- _Görev Tanımı A_
Mobbing hakkındaki metinde mobbing, iş hayatındaki rekabetçi anlayışın insanlara keşfettirdiği metotlar arasında nasıl nitelendiriliyor?
- _Görev Tanımı B_
Mobbing hakkındaki metinde "Bu konuyla ilgili" ifadesinden aşağıya doğru "ve etkileri değerlendirilecektir." ifadesine kadar uzanan bölümü lütfen kelimesi kelimesine aktarın.

- _Verilen Metin_
En basit ifadeyle, bulunduğun ortamda yıldırma veya psikolojik terör gibi anlamları ihtiva eden bir kavramdır. Özellikle hiyerarşinin belirgin şekilde gözlemlendiği, kontrol mekanizmalarının zayıf kaldığı, mutlak otoriteye sahip kişilerin, gerek fizyolojik gerek psikolojik nüfuz etme yöntemleriyle, uzun süreli ve periyodik biçimde kişiye veya gruba yönelik baskılama uygulamalarıdır.
Bu konuyla ilgili farklı zamanlarda elde edilen bulgular, mobbing’e maruz kalanların genellikle kendi içinde çözümleyici yeteneklere sahip, pratik zekâ kapasitesi olan, uzlaşmacı ve yeni tekniklere açık, hedefleri olan ve bu uğurda emek harcama konusunda gayretli, başkalarıyla doğru ve güvenilir iletişim kurabilen kişiler olduğunu ortaya çıkarmıştır. Konumuz gereği sosyal alanda gerçekleştirilen mobbing’in ötesinde iş yerlerinde meydana gelen mobbing ve etkileri değerlendirilecektir.
Global bir hüviyet kazanan ve küreselleşen dünyada, özellikle iş hayatının baş döndürücü bir hızla değişmesi, toplumlardaki ekonomik ve sosyal alanda gerçekleşen kapitalist unsurlar, iş dünyasında da beklendiği gibi değişikliklere yol açmıştır. Özellikle iş hayatındaki rekabetçi anlayış, insanların farklı metotlar keşfetmesine neden olmuştur. Mobbing, bu metotlardan belki de en acımasızı olarak karşımıza çıkmaktadır.

- _Gösterilen Veriler_
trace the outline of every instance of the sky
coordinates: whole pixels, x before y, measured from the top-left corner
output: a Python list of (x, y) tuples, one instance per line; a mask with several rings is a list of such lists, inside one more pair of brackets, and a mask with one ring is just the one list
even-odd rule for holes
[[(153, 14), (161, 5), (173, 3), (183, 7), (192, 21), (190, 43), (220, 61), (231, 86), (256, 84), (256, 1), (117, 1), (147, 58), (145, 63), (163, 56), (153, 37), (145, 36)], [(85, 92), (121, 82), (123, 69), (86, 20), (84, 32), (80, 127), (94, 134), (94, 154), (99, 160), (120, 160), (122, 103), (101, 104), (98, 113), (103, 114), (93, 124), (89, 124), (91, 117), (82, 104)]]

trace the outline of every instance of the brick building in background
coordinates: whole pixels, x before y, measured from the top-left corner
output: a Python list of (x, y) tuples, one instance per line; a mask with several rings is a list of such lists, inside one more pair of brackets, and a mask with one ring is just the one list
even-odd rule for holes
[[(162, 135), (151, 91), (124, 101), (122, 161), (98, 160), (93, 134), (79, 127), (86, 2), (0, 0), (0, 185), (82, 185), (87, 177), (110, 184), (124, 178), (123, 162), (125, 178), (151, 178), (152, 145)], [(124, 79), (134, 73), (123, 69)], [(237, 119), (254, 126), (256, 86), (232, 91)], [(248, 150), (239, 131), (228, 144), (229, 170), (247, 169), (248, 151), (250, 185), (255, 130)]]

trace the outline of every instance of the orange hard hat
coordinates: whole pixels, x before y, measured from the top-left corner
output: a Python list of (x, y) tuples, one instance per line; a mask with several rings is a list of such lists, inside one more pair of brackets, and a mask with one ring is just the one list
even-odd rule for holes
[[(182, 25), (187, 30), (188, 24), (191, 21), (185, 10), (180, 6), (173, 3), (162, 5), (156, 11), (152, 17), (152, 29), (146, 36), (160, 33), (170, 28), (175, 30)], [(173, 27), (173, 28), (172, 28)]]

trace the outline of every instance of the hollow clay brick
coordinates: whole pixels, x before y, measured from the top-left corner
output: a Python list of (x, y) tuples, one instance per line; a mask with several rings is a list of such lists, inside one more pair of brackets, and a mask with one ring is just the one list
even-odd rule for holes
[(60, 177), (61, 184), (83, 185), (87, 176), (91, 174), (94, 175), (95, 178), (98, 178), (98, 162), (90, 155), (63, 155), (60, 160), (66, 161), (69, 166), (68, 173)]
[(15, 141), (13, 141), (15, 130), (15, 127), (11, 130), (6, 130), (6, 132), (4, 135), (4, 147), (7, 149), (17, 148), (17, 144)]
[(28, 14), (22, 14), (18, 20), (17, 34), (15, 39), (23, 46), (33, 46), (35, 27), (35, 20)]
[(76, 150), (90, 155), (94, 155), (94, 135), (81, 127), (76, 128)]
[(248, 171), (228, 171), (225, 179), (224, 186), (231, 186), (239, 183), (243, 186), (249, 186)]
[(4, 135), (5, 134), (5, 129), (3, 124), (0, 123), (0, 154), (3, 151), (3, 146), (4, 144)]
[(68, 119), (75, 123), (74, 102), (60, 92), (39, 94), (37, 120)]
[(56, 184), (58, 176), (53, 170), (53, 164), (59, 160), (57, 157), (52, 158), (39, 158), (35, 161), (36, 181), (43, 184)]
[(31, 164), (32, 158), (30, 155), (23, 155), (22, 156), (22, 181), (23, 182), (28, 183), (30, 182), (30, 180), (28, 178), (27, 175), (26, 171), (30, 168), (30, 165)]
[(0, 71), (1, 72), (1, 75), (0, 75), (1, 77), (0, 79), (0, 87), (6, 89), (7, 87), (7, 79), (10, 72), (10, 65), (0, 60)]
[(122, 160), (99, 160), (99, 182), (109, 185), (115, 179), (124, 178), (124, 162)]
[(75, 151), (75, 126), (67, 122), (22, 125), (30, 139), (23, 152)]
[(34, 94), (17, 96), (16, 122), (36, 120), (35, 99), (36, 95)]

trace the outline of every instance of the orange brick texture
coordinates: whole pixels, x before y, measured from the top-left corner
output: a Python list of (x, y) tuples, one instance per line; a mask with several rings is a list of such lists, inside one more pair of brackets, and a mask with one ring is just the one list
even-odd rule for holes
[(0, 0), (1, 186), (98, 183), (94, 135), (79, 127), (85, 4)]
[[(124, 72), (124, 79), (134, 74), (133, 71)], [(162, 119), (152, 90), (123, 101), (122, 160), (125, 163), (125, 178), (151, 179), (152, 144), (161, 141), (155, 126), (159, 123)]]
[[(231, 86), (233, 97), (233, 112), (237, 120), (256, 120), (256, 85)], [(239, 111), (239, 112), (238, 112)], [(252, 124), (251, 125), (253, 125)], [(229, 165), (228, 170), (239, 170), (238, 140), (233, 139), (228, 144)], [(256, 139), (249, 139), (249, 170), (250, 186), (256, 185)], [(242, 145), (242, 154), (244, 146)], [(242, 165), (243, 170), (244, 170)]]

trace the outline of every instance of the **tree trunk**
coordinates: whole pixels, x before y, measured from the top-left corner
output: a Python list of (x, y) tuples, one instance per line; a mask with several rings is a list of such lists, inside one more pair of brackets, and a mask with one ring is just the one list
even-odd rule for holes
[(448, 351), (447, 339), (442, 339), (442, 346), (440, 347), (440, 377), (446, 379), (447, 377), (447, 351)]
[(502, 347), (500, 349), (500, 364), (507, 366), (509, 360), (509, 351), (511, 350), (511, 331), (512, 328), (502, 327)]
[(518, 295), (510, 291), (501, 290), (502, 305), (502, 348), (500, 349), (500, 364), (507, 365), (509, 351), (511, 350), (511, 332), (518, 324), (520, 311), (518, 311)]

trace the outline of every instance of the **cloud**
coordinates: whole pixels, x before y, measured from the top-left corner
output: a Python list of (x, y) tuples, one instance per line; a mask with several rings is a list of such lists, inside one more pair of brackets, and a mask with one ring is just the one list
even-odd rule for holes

- _Eksiksiz Yanıt A_
Bu metotlardan belki de en acımasızı olarak.

- _Eksiksiz Yanıt B_
Bu konuyla ilgili farklı zamanlarda elde edilen bulgular, mobbing’e maruz kalanların genellikle kendi içinde çözümleyici yeteneklere sahip, pratik zekâ kapasitesi olan, uzlaşmacı ve yeni tekniklere açık, hedefleri olan ve bu uğurda emek harcama konusunda gayretli, başkalarıyla doğru ve güvenilir iletişim kurabilen kişiler olduğunu ortaya çıkarmıştır. Konumuz gereği sosyal alanda gerçekleştirilen mobbing’in ötesinde iş yerlerinde meydana gelen mobbing ve etkileri değerlendirilecektir.